** INPUT MATERIAL follows **
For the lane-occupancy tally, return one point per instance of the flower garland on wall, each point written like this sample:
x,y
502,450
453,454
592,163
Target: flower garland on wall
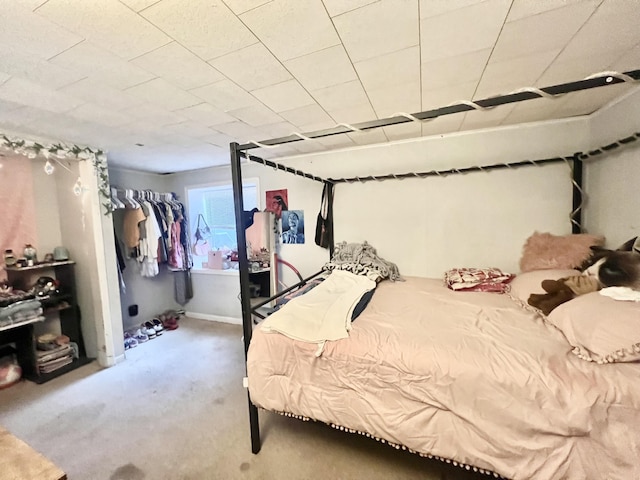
x,y
56,151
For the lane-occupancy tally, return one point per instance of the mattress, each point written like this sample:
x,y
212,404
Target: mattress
x,y
468,376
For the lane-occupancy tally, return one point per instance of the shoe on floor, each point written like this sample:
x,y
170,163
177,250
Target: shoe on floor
x,y
147,328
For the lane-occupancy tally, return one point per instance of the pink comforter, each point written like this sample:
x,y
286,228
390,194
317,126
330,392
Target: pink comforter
x,y
468,376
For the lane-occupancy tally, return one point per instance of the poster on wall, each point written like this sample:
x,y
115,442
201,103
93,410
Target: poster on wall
x,y
292,226
277,201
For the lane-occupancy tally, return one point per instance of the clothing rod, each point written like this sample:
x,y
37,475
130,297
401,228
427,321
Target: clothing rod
x,y
495,166
284,168
526,94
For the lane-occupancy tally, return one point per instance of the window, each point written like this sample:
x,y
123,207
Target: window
x,y
215,203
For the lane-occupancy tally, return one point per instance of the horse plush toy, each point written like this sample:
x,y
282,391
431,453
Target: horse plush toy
x,y
606,268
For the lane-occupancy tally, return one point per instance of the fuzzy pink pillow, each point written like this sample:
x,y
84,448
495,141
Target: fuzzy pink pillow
x,y
544,251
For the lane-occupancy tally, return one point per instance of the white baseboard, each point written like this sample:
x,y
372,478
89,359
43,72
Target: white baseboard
x,y
214,318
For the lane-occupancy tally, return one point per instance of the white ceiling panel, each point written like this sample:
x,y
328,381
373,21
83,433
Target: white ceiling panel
x,y
462,31
402,66
92,90
225,95
206,114
338,7
27,32
456,70
284,96
252,67
31,67
207,28
323,68
341,96
256,115
379,28
179,66
32,94
109,24
162,93
547,31
187,81
290,28
100,64
305,115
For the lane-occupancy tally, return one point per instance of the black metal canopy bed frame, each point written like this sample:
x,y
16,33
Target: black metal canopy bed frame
x,y
240,151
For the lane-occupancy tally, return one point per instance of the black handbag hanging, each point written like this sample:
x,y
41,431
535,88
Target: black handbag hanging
x,y
324,224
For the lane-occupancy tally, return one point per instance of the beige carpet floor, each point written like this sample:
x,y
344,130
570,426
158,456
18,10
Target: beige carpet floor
x,y
176,410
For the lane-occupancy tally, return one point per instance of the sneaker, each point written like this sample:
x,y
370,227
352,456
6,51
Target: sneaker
x,y
147,328
157,326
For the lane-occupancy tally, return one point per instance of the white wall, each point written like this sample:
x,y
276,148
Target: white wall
x,y
613,181
152,295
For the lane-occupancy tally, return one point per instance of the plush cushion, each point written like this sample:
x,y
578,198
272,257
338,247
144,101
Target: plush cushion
x,y
527,283
599,328
544,251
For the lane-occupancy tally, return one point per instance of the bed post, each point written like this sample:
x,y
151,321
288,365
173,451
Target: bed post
x,y
330,187
243,264
576,213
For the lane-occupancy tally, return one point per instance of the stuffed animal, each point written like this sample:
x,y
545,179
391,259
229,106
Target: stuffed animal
x,y
561,291
606,268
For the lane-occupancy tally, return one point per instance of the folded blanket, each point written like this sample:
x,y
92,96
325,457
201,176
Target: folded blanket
x,y
324,313
478,279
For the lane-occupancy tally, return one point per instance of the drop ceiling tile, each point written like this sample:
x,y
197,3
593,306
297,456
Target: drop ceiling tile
x,y
179,66
368,137
338,7
33,95
207,28
462,31
252,67
378,29
164,94
457,70
102,65
283,96
307,27
25,31
399,98
613,26
240,6
543,32
323,68
527,8
154,116
387,70
206,114
225,95
138,5
239,131
341,96
32,67
440,125
92,90
188,129
354,114
97,114
305,115
500,78
442,97
109,24
429,8
403,131
256,115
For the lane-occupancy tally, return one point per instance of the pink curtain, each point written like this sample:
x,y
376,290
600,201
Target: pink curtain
x,y
17,225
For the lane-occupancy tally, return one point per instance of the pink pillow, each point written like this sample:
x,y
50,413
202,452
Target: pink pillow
x,y
531,282
600,329
543,251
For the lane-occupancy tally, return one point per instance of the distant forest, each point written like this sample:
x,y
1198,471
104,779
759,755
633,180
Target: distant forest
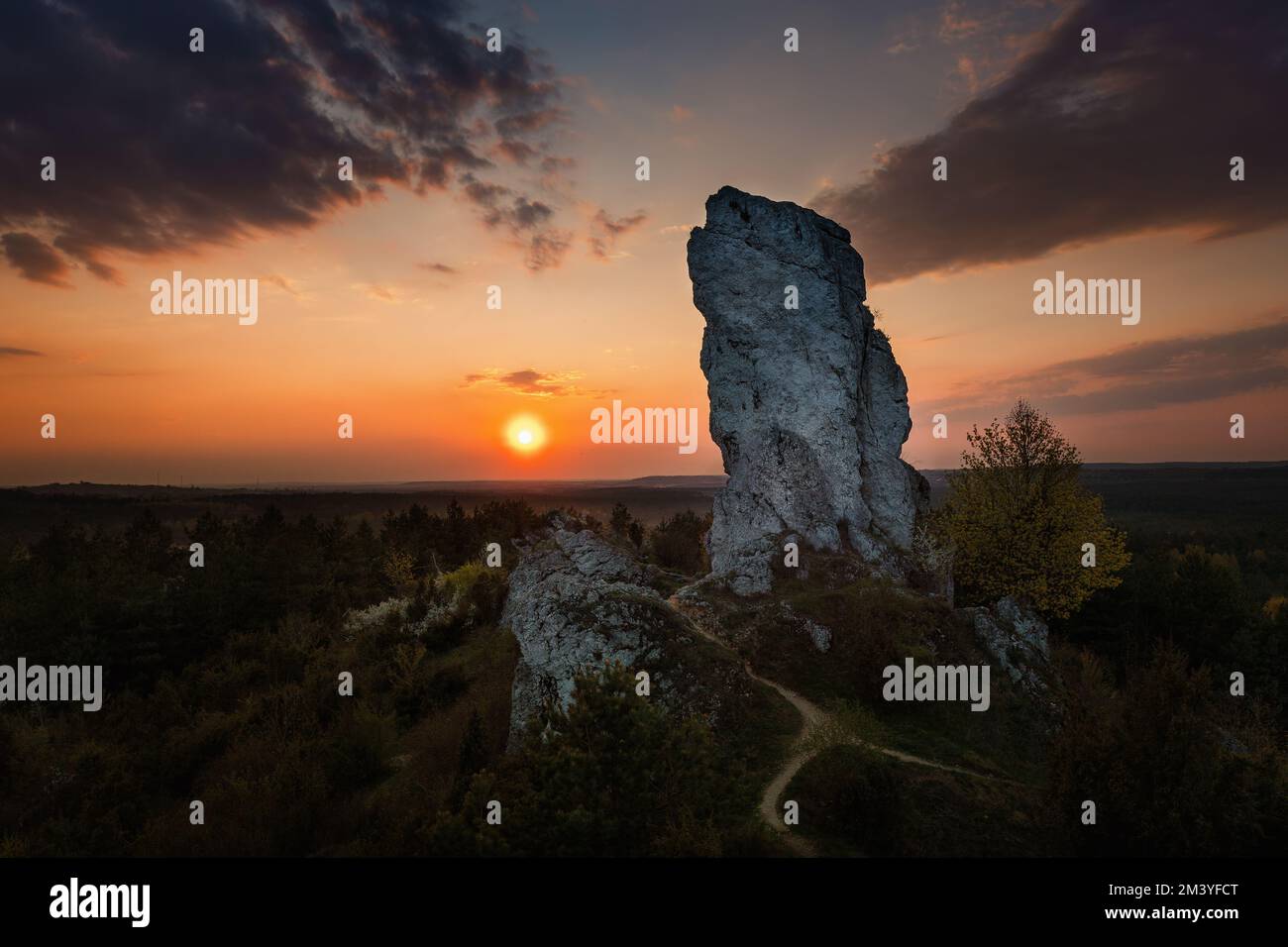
x,y
222,681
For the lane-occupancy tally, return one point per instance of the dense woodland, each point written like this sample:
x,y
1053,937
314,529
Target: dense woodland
x,y
222,686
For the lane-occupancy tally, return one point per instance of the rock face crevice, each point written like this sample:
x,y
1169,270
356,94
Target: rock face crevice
x,y
807,405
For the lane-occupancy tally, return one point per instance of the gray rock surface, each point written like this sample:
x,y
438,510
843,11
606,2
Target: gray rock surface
x,y
807,406
1017,638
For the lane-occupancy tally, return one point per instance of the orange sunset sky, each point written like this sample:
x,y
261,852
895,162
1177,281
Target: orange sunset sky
x,y
477,169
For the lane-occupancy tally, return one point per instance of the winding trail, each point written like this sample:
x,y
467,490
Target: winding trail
x,y
811,719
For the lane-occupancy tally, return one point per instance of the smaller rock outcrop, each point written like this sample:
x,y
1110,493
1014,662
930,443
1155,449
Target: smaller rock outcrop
x,y
1017,638
807,405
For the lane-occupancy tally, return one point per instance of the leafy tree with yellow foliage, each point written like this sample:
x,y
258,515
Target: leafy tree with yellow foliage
x,y
1020,522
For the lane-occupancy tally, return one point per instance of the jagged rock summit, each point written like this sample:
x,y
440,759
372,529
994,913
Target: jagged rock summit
x,y
807,405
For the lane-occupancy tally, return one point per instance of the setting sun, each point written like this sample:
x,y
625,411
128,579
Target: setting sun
x,y
524,434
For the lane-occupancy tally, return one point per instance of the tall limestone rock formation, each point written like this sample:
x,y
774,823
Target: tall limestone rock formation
x,y
807,405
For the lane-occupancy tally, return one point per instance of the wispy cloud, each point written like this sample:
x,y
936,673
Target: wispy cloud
x,y
605,231
407,90
529,381
1146,375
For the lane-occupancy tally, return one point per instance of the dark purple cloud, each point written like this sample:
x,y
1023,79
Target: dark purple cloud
x,y
35,260
1146,375
604,231
161,149
1076,147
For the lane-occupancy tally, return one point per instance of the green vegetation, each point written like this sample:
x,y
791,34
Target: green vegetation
x,y
222,686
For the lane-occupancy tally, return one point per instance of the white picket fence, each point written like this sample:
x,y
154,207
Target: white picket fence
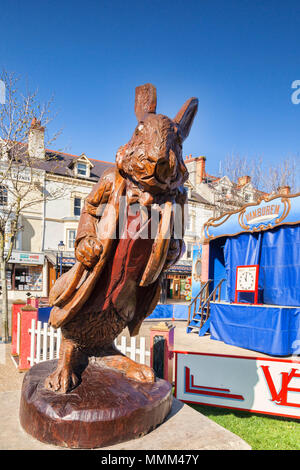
x,y
45,343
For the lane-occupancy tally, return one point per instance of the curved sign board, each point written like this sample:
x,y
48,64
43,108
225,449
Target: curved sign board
x,y
269,213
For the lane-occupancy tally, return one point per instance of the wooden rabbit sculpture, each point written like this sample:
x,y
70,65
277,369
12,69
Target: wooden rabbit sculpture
x,y
116,280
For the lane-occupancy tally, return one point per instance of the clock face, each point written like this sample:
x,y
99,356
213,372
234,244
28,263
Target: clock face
x,y
246,277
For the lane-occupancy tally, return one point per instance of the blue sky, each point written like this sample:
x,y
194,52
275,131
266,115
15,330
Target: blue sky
x,y
238,57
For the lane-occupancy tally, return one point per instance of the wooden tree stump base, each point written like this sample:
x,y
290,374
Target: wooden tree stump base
x,y
105,409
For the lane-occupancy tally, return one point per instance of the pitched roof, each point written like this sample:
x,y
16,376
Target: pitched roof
x,y
60,163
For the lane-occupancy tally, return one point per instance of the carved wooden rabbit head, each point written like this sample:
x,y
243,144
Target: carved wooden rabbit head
x,y
153,156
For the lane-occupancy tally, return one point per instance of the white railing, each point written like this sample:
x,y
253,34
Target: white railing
x,y
45,343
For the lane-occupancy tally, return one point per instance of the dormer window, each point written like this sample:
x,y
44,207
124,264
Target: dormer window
x,y
3,195
81,166
82,169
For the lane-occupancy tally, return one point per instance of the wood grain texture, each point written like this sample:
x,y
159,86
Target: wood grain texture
x,y
106,408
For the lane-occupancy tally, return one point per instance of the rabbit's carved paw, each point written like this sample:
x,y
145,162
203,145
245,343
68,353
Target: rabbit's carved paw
x,y
62,380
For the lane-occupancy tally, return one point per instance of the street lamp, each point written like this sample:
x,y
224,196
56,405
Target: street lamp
x,y
60,247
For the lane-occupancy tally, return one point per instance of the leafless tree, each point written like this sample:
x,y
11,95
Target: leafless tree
x,y
21,175
265,177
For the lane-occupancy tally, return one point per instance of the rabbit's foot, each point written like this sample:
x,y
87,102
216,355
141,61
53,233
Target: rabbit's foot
x,y
62,380
132,370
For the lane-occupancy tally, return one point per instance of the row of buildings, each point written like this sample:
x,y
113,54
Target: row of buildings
x,y
44,248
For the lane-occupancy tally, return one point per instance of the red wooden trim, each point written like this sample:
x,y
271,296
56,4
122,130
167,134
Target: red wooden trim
x,y
237,357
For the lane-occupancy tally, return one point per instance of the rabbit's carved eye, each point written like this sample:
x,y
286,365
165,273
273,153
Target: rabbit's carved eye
x,y
139,128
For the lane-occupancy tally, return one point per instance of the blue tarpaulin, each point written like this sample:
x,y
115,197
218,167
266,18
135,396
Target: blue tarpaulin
x,y
268,329
277,252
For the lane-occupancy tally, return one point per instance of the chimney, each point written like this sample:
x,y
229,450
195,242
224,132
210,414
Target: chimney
** End of INPUT MATERIAL **
From the records above, pull every line that carries the word "chimney".

For the lane-occupancy tally, return one point per instance of the chimney, each point written like this sample:
Target: chimney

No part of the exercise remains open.